[Coordinate annotation entries]
+===+
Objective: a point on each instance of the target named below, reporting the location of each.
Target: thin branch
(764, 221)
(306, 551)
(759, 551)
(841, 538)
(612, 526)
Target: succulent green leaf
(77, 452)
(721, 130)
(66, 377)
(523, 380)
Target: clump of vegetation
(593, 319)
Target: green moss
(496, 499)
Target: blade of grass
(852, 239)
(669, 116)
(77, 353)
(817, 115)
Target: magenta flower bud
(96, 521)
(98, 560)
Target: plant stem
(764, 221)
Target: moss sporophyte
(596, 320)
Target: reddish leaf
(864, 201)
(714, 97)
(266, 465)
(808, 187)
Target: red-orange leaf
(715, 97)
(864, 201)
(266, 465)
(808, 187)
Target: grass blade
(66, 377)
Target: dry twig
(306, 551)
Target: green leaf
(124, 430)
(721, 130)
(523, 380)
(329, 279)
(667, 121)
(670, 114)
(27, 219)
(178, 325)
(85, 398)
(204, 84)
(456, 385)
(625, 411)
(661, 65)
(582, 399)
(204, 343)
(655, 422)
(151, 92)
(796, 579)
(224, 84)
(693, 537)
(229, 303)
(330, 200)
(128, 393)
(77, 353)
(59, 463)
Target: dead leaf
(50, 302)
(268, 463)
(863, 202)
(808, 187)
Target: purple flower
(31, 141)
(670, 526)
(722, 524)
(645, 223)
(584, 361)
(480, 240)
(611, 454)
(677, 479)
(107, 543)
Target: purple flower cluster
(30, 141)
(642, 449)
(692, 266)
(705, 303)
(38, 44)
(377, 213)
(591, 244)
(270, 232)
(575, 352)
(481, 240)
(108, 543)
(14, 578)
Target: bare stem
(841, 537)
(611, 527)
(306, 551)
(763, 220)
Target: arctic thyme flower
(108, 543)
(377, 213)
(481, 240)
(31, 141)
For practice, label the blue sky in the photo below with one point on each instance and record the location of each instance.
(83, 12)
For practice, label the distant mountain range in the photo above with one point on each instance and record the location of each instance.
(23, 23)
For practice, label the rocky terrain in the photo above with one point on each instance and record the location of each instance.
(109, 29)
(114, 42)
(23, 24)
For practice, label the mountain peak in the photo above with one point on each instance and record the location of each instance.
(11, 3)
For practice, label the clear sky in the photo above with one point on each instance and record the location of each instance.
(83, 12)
+===+
■ Your objective:
Give the lines exactly as they stand, from the line with "Target: bare stem" through the end of the material.

■ Solution to the exercise:
Target: bare stem
(841, 537)
(611, 527)
(306, 551)
(763, 220)
Target: arctic thyme flower
(108, 543)
(377, 213)
(481, 240)
(31, 141)
For practice, label the blue sky in the photo below with one point on each instance and record the location of each instance.
(83, 12)
For practice, label the distant mountain range in the photo above with one point on each instance and record the location of each instance.
(23, 23)
For practice, label the rocky terrain in the photo above with one point on each instance and record the location of each instance.
(109, 29)
(114, 42)
(23, 24)
For practice, label the mountain peak in the photo above with one point on each instance and record the location of each instance.
(11, 3)
For practice, label the clear sky in the photo above with one point on each instance and record the location of each instance.
(83, 12)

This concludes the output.